- **AIM**
Can you arrange the stretch of lines from the one containing "Indicate a point on each instance of the stone, one" through the end of the lines as a Markdown table with the columns Number and Line, leaving out blank lines?

--- BEGIN STORED ROWS ---

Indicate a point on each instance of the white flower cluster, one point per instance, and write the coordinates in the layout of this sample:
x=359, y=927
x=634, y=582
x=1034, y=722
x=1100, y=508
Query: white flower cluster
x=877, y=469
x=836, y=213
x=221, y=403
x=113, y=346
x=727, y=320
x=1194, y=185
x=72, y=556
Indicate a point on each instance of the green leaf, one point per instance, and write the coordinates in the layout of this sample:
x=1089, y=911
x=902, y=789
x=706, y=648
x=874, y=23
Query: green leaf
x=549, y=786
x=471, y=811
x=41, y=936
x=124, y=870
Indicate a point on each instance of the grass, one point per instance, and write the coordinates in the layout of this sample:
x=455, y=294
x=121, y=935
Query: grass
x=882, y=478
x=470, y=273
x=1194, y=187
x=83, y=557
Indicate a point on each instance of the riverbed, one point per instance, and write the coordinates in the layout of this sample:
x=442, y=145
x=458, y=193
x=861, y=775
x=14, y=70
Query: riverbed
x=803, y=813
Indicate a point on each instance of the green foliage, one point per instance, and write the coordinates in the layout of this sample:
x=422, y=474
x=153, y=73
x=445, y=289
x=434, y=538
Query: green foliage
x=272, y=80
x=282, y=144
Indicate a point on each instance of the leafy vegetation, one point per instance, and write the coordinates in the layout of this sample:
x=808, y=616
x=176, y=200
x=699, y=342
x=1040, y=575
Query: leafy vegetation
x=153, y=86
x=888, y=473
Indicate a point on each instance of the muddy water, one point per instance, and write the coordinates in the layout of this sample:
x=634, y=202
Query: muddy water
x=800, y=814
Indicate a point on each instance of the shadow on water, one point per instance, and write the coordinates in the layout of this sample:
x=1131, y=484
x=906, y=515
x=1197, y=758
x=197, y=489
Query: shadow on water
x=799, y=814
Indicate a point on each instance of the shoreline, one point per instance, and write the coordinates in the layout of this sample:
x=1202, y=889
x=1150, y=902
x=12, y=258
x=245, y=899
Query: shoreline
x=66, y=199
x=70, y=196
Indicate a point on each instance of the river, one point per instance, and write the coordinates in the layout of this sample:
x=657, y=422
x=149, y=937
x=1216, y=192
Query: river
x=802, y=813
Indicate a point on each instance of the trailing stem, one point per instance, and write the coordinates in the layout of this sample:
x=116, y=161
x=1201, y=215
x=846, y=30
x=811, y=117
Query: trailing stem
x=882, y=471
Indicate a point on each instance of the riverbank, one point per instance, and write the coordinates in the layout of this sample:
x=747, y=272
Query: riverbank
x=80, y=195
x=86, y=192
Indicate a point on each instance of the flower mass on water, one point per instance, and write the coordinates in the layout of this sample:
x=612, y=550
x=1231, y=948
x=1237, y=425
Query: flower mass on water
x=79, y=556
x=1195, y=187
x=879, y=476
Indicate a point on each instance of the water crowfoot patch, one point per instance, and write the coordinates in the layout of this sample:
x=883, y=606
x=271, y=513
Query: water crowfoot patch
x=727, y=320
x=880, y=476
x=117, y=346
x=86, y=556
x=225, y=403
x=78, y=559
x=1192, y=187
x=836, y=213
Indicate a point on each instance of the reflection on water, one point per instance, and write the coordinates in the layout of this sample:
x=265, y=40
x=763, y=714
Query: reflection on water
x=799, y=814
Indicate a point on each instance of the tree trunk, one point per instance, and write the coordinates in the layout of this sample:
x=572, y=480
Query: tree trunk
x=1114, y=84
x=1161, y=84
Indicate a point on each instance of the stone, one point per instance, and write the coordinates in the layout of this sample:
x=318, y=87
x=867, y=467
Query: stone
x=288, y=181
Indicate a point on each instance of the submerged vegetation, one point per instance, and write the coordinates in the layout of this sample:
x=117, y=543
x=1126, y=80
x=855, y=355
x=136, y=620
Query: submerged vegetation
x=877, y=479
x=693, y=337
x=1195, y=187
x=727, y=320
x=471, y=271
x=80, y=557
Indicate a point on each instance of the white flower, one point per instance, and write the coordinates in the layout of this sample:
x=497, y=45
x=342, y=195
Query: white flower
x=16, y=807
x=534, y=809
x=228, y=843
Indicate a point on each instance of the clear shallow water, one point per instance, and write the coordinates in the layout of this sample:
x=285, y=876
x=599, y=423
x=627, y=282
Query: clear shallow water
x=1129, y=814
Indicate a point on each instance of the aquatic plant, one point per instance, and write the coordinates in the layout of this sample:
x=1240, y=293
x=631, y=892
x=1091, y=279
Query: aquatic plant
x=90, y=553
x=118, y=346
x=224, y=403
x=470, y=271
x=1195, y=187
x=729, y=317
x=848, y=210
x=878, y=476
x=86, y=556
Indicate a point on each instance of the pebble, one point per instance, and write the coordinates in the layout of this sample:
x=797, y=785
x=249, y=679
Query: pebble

--- END STORED ROWS ---

- **THE SOLUTION**
| Number | Line |
|---|---|
| 1 | Indicate a point on each instance of the stone, one point per instance, and write the coordinates in the layout of this sample: |
| 2 | x=318, y=87 |
| 3 | x=867, y=467 |
| 4 | Query: stone |
| 5 | x=288, y=181 |
| 6 | Indicate a point on each instance of the submerged vegetation, one point per instance, and write the coordinates in the layout of this sample: |
| 7 | x=117, y=543 |
| 8 | x=1126, y=80 |
| 9 | x=855, y=355 |
| 10 | x=136, y=620 |
| 11 | Query: submerged vegetation |
| 12 | x=877, y=479 |
| 13 | x=693, y=337 |
| 14 | x=1195, y=187 |
| 15 | x=727, y=320 |
| 16 | x=471, y=271 |
| 17 | x=80, y=557 |
| 18 | Indicate a point on each instance of the white flower, one point per instance, and write the coordinates in the layout of this sample: |
| 19 | x=497, y=45 |
| 20 | x=342, y=195 |
| 21 | Query: white flower |
| 22 | x=16, y=807 |
| 23 | x=534, y=809 |
| 24 | x=228, y=843 |
| 25 | Indicate a point on each instance of the clear shallow water, one point per instance, and write the coordinates in the layout of this sample: |
| 26 | x=285, y=876 |
| 27 | x=599, y=423 |
| 28 | x=627, y=282 |
| 29 | Query: clear shallow water |
| 30 | x=1129, y=814 |
| 31 | Indicate a point on each instance of the aquatic plant, one point per instance, and write the coordinates in the layout of this sample: |
| 32 | x=1240, y=293 |
| 33 | x=631, y=892 |
| 34 | x=1091, y=279 |
| 35 | Query: aquatic plant |
| 36 | x=90, y=553 |
| 37 | x=118, y=346 |
| 38 | x=224, y=403 |
| 39 | x=470, y=271 |
| 40 | x=1195, y=187 |
| 41 | x=729, y=317 |
| 42 | x=848, y=210 |
| 43 | x=878, y=476 |
| 44 | x=86, y=556 |
| 45 | Indicate a point on each instance of the pebble, one point per instance, and write the coordinates in the layout of this sample: |
| 46 | x=797, y=785 |
| 47 | x=249, y=679 |
| 48 | Query: pebble |